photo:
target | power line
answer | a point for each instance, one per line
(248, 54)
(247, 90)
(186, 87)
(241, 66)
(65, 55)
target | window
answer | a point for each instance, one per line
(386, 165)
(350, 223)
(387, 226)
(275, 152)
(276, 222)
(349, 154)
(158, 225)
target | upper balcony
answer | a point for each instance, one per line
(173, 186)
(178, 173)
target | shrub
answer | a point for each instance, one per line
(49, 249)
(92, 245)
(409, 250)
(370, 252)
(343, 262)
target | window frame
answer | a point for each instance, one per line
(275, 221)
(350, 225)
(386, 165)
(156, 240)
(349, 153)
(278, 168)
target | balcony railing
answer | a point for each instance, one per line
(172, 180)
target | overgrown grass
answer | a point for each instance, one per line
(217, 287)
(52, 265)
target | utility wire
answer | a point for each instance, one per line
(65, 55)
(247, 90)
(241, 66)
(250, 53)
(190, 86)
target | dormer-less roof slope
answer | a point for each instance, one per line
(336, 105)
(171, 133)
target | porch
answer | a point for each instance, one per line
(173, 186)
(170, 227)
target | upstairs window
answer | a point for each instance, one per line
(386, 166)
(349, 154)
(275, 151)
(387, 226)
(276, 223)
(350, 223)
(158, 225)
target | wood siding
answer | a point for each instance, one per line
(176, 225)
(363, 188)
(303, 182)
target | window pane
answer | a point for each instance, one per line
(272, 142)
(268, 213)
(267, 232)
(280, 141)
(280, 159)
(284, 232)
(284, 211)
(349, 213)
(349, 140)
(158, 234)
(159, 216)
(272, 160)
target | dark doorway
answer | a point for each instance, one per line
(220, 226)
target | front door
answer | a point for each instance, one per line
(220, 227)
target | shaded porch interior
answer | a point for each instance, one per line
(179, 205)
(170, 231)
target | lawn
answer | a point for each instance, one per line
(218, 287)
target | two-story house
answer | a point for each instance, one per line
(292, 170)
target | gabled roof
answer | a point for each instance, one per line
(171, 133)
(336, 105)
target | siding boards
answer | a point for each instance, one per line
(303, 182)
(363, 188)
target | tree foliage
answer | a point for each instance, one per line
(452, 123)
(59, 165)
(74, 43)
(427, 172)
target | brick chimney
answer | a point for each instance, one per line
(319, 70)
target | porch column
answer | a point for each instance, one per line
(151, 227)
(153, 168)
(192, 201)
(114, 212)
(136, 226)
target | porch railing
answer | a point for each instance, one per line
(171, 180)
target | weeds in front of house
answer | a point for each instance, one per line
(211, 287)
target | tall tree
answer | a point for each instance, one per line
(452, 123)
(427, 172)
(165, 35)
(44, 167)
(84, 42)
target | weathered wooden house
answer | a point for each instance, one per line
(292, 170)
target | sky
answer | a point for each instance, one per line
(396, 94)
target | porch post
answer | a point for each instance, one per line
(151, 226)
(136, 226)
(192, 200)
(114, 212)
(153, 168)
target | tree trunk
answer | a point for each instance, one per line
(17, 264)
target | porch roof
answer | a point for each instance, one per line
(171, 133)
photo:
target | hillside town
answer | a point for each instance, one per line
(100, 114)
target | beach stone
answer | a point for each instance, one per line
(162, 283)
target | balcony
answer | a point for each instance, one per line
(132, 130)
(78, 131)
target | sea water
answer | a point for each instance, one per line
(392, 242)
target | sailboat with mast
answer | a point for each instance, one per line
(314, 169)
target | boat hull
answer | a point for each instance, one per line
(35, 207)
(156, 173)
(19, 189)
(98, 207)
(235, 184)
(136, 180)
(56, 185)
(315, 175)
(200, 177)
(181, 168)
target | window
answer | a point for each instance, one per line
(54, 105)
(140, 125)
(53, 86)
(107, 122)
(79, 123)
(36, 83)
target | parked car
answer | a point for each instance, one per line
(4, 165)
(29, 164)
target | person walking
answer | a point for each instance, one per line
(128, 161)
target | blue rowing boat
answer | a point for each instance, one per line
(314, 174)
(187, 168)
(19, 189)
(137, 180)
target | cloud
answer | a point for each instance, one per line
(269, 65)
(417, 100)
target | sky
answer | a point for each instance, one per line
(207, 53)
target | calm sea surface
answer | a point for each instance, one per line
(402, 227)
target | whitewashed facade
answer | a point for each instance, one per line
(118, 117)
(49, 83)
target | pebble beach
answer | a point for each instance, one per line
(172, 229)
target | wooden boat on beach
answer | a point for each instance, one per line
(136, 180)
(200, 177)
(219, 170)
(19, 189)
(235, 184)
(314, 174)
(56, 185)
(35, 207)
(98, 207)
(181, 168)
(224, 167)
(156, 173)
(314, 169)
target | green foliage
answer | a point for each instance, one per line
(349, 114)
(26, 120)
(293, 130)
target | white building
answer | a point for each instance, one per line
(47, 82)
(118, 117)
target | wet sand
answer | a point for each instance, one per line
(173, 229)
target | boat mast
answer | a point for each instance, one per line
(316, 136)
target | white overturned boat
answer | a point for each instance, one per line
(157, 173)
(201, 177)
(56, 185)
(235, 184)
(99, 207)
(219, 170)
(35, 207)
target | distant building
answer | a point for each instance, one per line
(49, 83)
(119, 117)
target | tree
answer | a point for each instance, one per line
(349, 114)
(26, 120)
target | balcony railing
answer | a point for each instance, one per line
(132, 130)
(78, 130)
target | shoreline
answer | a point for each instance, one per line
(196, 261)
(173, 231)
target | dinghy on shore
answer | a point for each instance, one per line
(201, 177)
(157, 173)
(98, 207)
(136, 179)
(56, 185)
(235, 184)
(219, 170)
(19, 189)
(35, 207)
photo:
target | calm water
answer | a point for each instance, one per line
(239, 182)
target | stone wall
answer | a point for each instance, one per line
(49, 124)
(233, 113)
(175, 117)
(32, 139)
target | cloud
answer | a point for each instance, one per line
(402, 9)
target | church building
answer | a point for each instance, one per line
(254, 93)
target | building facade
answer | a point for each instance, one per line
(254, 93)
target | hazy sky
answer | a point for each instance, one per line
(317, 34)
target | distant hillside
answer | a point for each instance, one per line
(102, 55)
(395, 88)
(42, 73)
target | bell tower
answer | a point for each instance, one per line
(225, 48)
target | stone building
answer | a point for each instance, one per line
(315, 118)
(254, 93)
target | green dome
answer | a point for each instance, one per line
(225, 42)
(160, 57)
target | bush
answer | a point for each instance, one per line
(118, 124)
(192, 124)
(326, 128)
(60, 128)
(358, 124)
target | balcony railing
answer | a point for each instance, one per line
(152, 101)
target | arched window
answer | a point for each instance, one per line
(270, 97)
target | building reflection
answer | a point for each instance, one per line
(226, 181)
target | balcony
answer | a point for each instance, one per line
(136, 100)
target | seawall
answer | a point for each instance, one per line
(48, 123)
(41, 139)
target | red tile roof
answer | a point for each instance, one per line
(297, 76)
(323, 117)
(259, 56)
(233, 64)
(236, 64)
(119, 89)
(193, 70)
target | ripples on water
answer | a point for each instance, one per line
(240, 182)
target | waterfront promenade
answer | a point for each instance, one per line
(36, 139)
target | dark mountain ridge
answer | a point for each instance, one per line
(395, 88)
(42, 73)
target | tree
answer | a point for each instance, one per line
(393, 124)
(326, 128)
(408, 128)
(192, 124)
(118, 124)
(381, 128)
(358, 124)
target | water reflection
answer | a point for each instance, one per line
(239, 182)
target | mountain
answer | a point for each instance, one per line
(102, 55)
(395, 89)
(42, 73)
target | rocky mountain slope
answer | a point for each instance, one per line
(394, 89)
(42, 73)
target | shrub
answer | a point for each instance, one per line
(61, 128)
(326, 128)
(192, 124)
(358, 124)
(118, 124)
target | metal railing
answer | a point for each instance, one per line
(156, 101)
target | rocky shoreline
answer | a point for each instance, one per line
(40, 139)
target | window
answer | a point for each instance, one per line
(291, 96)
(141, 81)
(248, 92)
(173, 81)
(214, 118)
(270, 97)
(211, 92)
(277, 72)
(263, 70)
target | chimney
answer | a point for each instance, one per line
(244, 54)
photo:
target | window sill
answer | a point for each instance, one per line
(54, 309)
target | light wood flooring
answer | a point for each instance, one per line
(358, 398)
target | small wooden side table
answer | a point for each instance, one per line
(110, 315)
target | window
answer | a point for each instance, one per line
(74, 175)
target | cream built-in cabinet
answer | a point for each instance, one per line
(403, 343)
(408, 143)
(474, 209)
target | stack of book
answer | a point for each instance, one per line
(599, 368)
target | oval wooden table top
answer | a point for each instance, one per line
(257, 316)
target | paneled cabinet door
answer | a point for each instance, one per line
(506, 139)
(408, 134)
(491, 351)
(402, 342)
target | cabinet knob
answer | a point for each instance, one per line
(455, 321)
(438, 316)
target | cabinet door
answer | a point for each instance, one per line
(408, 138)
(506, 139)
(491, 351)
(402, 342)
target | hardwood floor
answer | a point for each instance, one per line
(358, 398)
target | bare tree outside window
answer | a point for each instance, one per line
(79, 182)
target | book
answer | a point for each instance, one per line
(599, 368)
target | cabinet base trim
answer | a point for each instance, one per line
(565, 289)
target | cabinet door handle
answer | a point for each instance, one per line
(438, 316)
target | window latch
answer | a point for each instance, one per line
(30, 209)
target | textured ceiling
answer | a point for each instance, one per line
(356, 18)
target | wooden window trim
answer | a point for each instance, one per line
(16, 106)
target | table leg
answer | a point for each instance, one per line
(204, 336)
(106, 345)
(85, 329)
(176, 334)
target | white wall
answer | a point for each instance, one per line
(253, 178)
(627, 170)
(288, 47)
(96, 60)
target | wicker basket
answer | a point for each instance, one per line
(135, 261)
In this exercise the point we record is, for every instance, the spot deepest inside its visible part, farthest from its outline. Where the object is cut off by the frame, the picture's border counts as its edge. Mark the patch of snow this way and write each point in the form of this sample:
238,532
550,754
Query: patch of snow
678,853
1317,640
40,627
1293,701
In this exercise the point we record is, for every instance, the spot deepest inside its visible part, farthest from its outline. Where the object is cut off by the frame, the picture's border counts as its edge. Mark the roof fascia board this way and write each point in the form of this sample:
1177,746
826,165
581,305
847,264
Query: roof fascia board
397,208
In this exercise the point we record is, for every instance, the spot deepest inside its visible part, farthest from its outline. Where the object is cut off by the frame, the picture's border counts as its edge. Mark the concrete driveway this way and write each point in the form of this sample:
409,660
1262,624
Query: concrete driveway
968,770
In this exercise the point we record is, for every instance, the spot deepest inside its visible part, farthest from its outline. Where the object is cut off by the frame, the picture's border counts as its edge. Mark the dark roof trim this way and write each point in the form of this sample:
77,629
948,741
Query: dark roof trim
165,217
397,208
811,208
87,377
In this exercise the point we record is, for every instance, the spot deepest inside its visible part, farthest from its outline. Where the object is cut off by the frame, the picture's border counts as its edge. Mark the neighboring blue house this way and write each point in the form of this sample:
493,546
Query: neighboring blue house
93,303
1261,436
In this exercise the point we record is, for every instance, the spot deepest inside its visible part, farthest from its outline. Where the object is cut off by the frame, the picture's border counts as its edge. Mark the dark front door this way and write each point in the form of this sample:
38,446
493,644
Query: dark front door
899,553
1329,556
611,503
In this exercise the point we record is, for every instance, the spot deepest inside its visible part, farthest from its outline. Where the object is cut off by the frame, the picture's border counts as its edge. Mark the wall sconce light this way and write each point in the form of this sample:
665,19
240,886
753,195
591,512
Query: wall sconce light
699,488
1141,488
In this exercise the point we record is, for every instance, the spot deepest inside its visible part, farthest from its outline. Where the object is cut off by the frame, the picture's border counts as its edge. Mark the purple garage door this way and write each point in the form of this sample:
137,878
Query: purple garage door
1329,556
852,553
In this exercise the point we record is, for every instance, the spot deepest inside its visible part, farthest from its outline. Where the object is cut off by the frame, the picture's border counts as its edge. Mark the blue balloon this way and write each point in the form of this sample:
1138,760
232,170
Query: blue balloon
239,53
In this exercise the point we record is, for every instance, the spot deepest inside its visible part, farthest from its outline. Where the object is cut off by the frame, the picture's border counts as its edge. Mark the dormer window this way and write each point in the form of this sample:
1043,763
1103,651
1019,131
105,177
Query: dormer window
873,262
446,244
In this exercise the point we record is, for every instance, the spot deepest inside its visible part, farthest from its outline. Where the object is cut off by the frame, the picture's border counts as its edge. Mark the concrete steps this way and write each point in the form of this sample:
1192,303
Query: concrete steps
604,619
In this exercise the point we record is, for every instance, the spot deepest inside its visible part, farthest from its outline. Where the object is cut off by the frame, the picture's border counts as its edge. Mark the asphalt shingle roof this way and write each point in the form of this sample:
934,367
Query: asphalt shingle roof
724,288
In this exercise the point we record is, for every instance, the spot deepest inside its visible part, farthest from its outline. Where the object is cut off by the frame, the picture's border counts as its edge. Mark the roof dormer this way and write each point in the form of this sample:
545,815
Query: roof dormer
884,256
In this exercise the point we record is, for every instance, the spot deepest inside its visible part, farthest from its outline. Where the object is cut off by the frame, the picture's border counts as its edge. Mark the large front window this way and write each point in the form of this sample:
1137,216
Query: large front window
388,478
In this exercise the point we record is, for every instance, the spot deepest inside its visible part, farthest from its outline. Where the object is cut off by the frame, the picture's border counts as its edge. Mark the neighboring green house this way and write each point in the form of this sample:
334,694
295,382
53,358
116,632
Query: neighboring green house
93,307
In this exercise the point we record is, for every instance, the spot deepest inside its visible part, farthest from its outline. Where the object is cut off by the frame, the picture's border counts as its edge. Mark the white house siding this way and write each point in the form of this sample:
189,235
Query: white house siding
=======
(Task instructions): Looking at the records above, which lines contain "shoreline"? Copy those lines.

(Solution to this problem):
target | shoreline
target | rocky shoreline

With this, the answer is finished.